» **Directive**:
Render every line of the listing below as a Markdown table with the columns No. and Entry, numbering the lines in order and omitting blank lines. Leave the pictures out of the table.

» **Entries**:
= = =

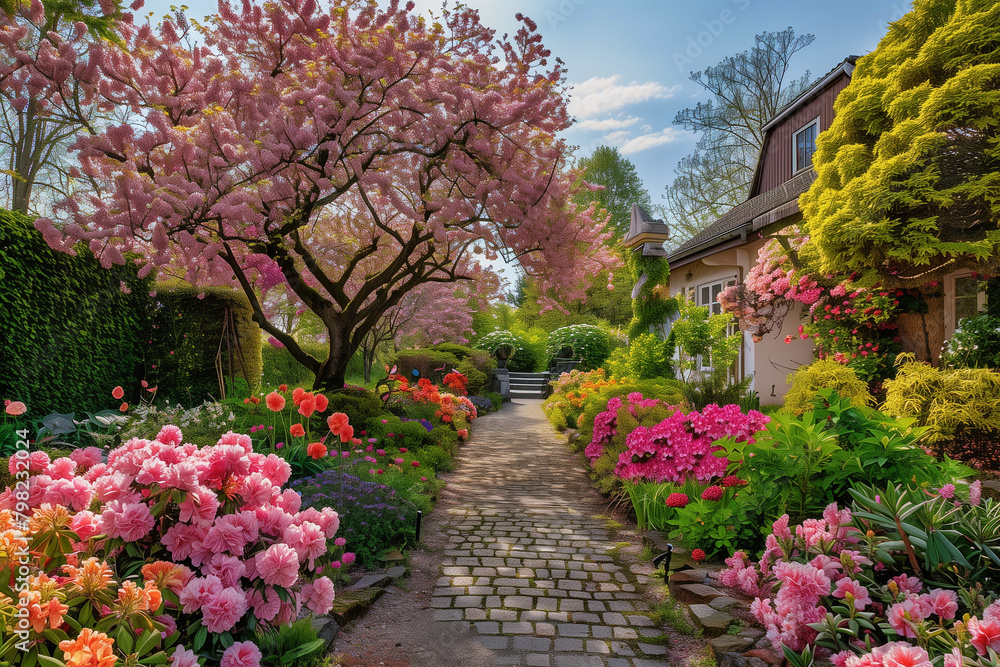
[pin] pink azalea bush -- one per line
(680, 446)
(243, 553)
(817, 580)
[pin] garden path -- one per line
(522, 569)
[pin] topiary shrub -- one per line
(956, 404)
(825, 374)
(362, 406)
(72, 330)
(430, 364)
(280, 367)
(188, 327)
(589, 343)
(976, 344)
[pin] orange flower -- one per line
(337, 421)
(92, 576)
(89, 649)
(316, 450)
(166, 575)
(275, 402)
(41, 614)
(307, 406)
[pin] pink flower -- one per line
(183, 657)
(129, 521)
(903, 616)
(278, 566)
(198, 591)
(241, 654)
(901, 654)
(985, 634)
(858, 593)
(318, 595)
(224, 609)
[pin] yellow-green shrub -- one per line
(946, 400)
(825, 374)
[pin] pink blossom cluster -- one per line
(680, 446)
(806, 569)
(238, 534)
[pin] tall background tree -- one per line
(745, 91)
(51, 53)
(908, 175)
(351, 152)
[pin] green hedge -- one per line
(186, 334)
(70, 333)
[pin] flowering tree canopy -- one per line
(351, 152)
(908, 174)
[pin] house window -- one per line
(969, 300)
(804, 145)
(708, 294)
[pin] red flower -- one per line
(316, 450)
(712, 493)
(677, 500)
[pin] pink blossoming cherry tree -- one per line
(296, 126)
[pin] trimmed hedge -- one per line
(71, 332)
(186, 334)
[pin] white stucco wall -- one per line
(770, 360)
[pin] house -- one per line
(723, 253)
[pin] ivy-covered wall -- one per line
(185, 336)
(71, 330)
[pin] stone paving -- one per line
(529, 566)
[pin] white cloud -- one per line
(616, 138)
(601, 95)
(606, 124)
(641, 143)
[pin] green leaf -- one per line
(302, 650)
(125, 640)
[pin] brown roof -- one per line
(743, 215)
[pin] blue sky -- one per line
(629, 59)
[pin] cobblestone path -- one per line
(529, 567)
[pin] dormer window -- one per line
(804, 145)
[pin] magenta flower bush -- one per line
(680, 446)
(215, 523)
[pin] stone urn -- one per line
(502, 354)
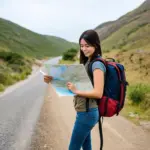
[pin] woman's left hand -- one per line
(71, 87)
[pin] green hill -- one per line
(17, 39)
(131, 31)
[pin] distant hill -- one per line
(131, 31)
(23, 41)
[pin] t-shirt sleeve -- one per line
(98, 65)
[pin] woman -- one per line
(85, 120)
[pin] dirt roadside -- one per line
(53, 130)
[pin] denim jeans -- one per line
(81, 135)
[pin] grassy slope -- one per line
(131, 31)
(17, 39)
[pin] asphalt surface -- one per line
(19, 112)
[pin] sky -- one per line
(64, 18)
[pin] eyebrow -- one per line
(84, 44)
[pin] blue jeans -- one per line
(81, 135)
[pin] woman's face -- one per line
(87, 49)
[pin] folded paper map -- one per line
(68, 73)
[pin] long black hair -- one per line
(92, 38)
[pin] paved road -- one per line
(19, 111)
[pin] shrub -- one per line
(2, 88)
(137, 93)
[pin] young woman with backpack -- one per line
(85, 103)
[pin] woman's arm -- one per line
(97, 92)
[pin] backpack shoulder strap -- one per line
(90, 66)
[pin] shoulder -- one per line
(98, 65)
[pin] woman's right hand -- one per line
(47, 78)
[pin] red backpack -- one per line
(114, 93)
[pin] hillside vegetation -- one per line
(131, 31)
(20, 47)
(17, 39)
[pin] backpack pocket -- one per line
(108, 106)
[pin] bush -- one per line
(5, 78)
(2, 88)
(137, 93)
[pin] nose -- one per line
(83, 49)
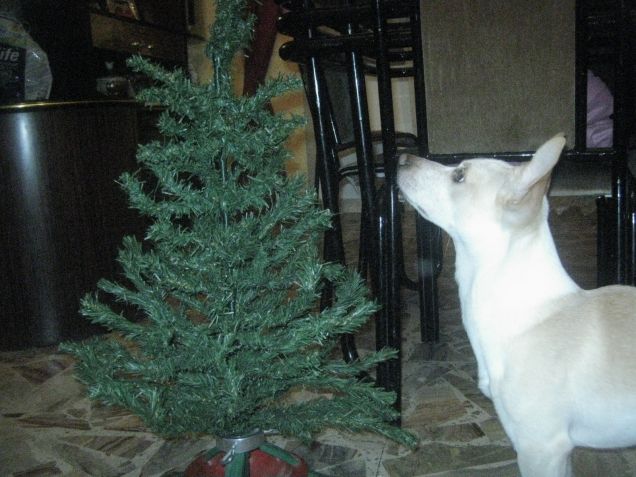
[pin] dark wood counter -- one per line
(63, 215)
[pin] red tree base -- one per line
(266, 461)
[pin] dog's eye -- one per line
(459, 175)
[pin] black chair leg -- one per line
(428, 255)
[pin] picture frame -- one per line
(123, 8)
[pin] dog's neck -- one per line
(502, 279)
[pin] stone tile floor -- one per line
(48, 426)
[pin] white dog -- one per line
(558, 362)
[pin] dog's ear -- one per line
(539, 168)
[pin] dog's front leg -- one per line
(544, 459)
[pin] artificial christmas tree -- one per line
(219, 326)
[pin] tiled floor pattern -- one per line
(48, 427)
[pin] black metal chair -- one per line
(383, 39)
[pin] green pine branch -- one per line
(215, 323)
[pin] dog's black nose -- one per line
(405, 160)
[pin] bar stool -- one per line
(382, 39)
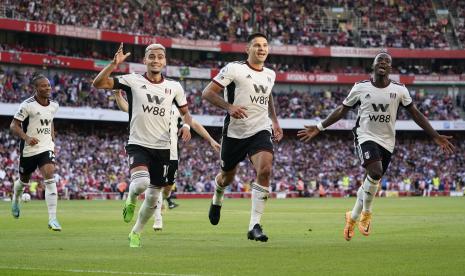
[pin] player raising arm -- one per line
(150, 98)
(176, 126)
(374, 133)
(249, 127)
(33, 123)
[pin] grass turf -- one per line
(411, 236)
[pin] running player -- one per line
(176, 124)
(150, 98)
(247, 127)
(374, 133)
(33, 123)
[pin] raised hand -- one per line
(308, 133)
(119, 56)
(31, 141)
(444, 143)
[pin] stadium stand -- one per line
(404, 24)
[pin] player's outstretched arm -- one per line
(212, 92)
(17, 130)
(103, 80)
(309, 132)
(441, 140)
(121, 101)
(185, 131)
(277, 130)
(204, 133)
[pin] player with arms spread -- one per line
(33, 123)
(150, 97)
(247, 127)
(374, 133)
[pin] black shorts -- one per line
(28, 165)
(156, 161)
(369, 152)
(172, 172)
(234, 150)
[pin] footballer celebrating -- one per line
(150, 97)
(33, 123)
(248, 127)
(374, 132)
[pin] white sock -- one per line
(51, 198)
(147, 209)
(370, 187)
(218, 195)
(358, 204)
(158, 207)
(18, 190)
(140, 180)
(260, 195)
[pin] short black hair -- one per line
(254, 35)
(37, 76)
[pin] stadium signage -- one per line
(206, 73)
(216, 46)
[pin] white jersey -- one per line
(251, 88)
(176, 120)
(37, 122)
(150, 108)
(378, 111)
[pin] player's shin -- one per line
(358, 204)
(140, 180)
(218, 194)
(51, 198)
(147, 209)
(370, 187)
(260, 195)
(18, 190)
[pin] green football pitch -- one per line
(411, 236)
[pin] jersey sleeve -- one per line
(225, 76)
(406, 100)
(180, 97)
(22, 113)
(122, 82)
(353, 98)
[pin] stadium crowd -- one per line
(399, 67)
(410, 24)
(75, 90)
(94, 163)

= = =

» **Response to this exercise**:
| No. | Entry |
|---|---|
| 1 | [pin] pink azalea bush -- one per line |
| 2 | (680, 446) |
| 3 | (243, 553) |
| 4 | (817, 580) |
| 5 | [pin] garden path -- one per line |
| 6 | (522, 569) |
| 7 | [pin] topiary shrub -- one per line |
| 8 | (956, 404) |
| 9 | (825, 374) |
| 10 | (362, 406) |
| 11 | (72, 330) |
| 12 | (430, 364) |
| 13 | (280, 367) |
| 14 | (188, 327) |
| 15 | (589, 343) |
| 16 | (976, 344) |
| 17 | [pin] orange flower -- one per line |
| 18 | (337, 421) |
| 19 | (92, 576) |
| 20 | (89, 649) |
| 21 | (316, 450) |
| 22 | (166, 575) |
| 23 | (275, 402) |
| 24 | (41, 614) |
| 25 | (307, 406) |
| 26 | [pin] pink flower -- one per line |
| 27 | (183, 657) |
| 28 | (129, 521) |
| 29 | (903, 616) |
| 30 | (278, 566) |
| 31 | (198, 591) |
| 32 | (241, 654) |
| 33 | (901, 654) |
| 34 | (985, 634) |
| 35 | (858, 593) |
| 36 | (318, 595) |
| 37 | (224, 609) |
| 38 | [pin] yellow-green shrub -- one per line |
| 39 | (946, 400) |
| 40 | (825, 374) |
| 41 | [pin] pink blossom cluster -- one per line |
| 42 | (680, 446) |
| 43 | (806, 569) |
| 44 | (238, 534) |
| 45 | [pin] tall background tree -- one per line |
| 46 | (745, 91) |
| 47 | (51, 53) |
| 48 | (908, 175) |
| 49 | (351, 152) |
| 50 | [pin] green hedge -- one per line |
| 51 | (186, 334) |
| 52 | (70, 333) |
| 53 | [pin] flowering tree canopy -- one per line |
| 54 | (351, 152) |
| 55 | (908, 174) |
| 56 | [pin] house window -- one per line |
| 57 | (969, 300) |
| 58 | (804, 145) |
| 59 | (708, 294) |
| 60 | [pin] red flower -- one per line |
| 61 | (316, 450) |
| 62 | (712, 493) |
| 63 | (677, 500) |
| 64 | [pin] pink blossoming cherry tree -- one per line |
| 65 | (296, 126) |
| 66 | [pin] trimmed hedge -- one per line |
| 67 | (71, 332) |
| 68 | (186, 334) |
| 69 | [pin] white stucco wall -- one per line |
| 70 | (770, 360) |
| 71 | [pin] house -- one per line |
| 72 | (723, 253) |
| 73 | [pin] ivy-covered wall -- one per line |
| 74 | (185, 336) |
| 75 | (71, 330) |
| 76 | [pin] stone paving -- one per line |
| 77 | (529, 566) |
| 78 | [pin] white cloud -- one per line |
| 79 | (616, 138) |
| 80 | (601, 95) |
| 81 | (606, 124) |
| 82 | (641, 143) |
| 83 | [pin] green leaf -- one per line |
| 84 | (302, 650) |
| 85 | (125, 640) |
| 86 | [pin] brown roof -- one per line |
| 87 | (743, 215) |
| 88 | [pin] blue sky -- one per line |
| 89 | (629, 59) |
| 90 | [pin] cobblestone path -- one per line |
| 91 | (529, 567) |
| 92 | [pin] dormer window -- one per line |
| 93 | (804, 145) |
| 94 | [pin] magenta flower bush -- one per line |
| 95 | (680, 446) |
| 96 | (215, 523) |
| 97 | [pin] stone urn -- one per line |
| 98 | (502, 354) |
| 99 | [pin] woman's left hand -- one per line |
| 100 | (71, 87) |
| 101 | [pin] green hill -- one per line |
| 102 | (17, 39) |
| 103 | (131, 31) |
| 104 | [pin] distant hill -- one per line |
| 105 | (131, 31) |
| 106 | (23, 41) |
| 107 | [pin] t-shirt sleeve -- one per line |
| 108 | (98, 65) |
| 109 | [pin] woman -- one per line |
| 110 | (85, 120) |
| 111 | [pin] dirt roadside -- one per line |
| 112 | (53, 130) |
| 113 | [pin] denim jeans -- one per line |
| 114 | (81, 135) |
| 115 | [pin] grassy slope -- one per line |
| 116 | (131, 31) |
| 117 | (17, 39) |
| 118 | [pin] asphalt surface -- one per line |
| 119 | (19, 112) |
| 120 | [pin] sky -- one per line |
| 121 | (64, 18) |
| 122 | [pin] eyebrow -- one per line |
| 123 | (84, 44) |
| 124 | [pin] blue jeans -- one per line |
| 125 | (81, 135) |
| 126 | [pin] woman's face -- one per line |
| 127 | (87, 49) |
| 128 | [pin] folded paper map -- one per line |
| 129 | (68, 73) |
| 130 | [pin] long black hair -- one per line |
| 131 | (92, 38) |
| 132 | [pin] paved road -- one per line |
| 133 | (19, 111) |
| 134 | [pin] shrub -- one per line |
| 135 | (2, 88) |
| 136 | (137, 93) |
| 137 | [pin] young woman with backpack -- one per line |
| 138 | (85, 103) |
| 139 | [pin] woman's arm -- one per line |
| 140 | (97, 92) |
| 141 | [pin] backpack shoulder strap -- one per line |
| 142 | (90, 66) |
| 143 | [pin] shoulder -- one per line |
| 144 | (98, 65) |
| 145 | [pin] woman's right hand -- one per line |
| 146 | (47, 78) |
| 147 | [pin] red backpack -- one per line |
| 148 | (114, 93) |
| 149 | [pin] hillside vegetation -- one per line |
| 150 | (131, 31) |
| 151 | (20, 47) |
| 152 | (17, 39) |
| 153 | [pin] backpack pocket -- one per line |
| 154 | (108, 106) |
| 155 | [pin] bush -- one per line |
| 156 | (5, 78) |
| 157 | (2, 88) |
| 158 | (137, 93) |
| 159 | [pin] nose -- one per line |
| 160 | (83, 49) |
| 161 | [pin] dark wood counter -- one per line |
| 162 | (63, 215) |
| 163 | [pin] red tree base -- one per line |
| 164 | (266, 461) |
| 165 | [pin] dog's eye -- one per line |
| 166 | (459, 175) |
| 167 | [pin] black chair leg -- one per line |
| 168 | (428, 255) |
| 169 | [pin] picture frame -- one per line |
| 170 | (123, 8) |
| 171 | [pin] dog's neck -- one per line |
| 172 | (502, 279) |
| 173 | [pin] stone tile floor -- one per line |
| 174 | (48, 426) |
| 175 | [pin] white dog -- one per line |
| 176 | (558, 362) |
| 177 | [pin] dog's ear -- one per line |
| 178 | (539, 168) |
| 179 | [pin] dog's front leg -- one per line |
| 180 | (544, 459) |
| 181 | [pin] artificial christmas tree -- one per line |
| 182 | (219, 326) |
| 183 | [pin] tiled floor pattern -- one per line |
| 184 | (48, 427) |
| 185 | [pin] black metal chair -- one per line |
| 186 | (383, 39) |
| 187 | [pin] green pine branch -- one per line |
| 188 | (215, 323) |
| 189 | [pin] dog's black nose -- one per line |
| 190 | (405, 160) |
| 191 | [pin] bar stool -- one per line |
| 192 | (382, 39) |
| 193 | [pin] player raising arm -- one per line |
| 194 | (150, 98) |
| 195 | (176, 126) |
| 196 | (374, 133) |
| 197 | (249, 127) |
| 198 | (33, 123) |
| 199 | [pin] grass turf -- one per line |
| 200 | (411, 236) |
| 201 | [pin] running player -- one per line |
| 202 | (176, 124) |
| 203 | (150, 98) |
| 204 | (247, 127) |
| 205 | (374, 133) |
| 206 | (33, 123) |
| 207 | [pin] raised hand -- one per line |
| 208 | (308, 133) |
| 209 | (119, 56) |
| 210 | (31, 141) |
| 211 | (444, 143) |
| 212 | [pin] stadium stand -- one per line |
| 213 | (404, 24) |
| 214 | [pin] player's outstretched arm -- one per line |
| 215 | (212, 92) |
| 216 | (17, 130) |
| 217 | (103, 80) |
| 218 | (309, 132) |
| 219 | (441, 140) |
| 220 | (121, 101) |
| 221 | (185, 131) |
| 222 | (277, 130) |
| 223 | (204, 133) |
| 224 | [pin] player with arms spread -- one per line |
| 225 | (33, 123) |
| 226 | (150, 97) |
| 227 | (247, 127) |
| 228 | (374, 133) |
| 229 | [pin] black shorts -- one per line |
| 230 | (28, 165) |
| 231 | (156, 161) |
| 232 | (369, 152) |
| 233 | (172, 172) |
| 234 | (234, 150) |
| 235 | [pin] footballer celebrating -- one per line |
| 236 | (150, 97) |
| 237 | (33, 123) |
| 238 | (248, 127) |
| 239 | (374, 132) |
| 240 | [pin] white sock -- one per line |
| 241 | (51, 198) |
| 242 | (147, 209) |
| 243 | (370, 187) |
| 244 | (218, 195) |
| 245 | (358, 204) |
| 246 | (158, 207) |
| 247 | (18, 190) |
| 248 | (140, 180) |
| 249 | (260, 195) |
| 250 | [pin] short black hair -- one per line |
| 251 | (254, 35) |
| 252 | (37, 76) |
| 253 | [pin] stadium signage -- one per line |
| 254 | (206, 73) |
| 255 | (216, 46) |
| 256 | [pin] white jersey -- one per line |
| 257 | (251, 88) |
| 258 | (176, 120) |
| 259 | (37, 122) |
| 260 | (150, 108) |
| 261 | (378, 111) |
| 262 | [pin] player's shin -- one per line |
| 263 | (358, 204) |
| 264 | (140, 180) |
| 265 | (218, 194) |
| 266 | (51, 198) |
| 267 | (147, 209) |
| 268 | (370, 187) |
| 269 | (260, 195) |
| 270 | (18, 190) |
| 271 | [pin] green football pitch -- one per line |
| 272 | (411, 236) |
| 273 | [pin] jersey sleeve -- one per line |
| 274 | (225, 76) |
| 275 | (406, 100) |
| 276 | (180, 97) |
| 277 | (22, 113) |
| 278 | (122, 82) |
| 279 | (353, 98) |
| 280 | [pin] stadium crowd -- one per line |
| 281 | (399, 67) |
| 282 | (410, 24) |
| 283 | (75, 90) |
| 284 | (94, 163) |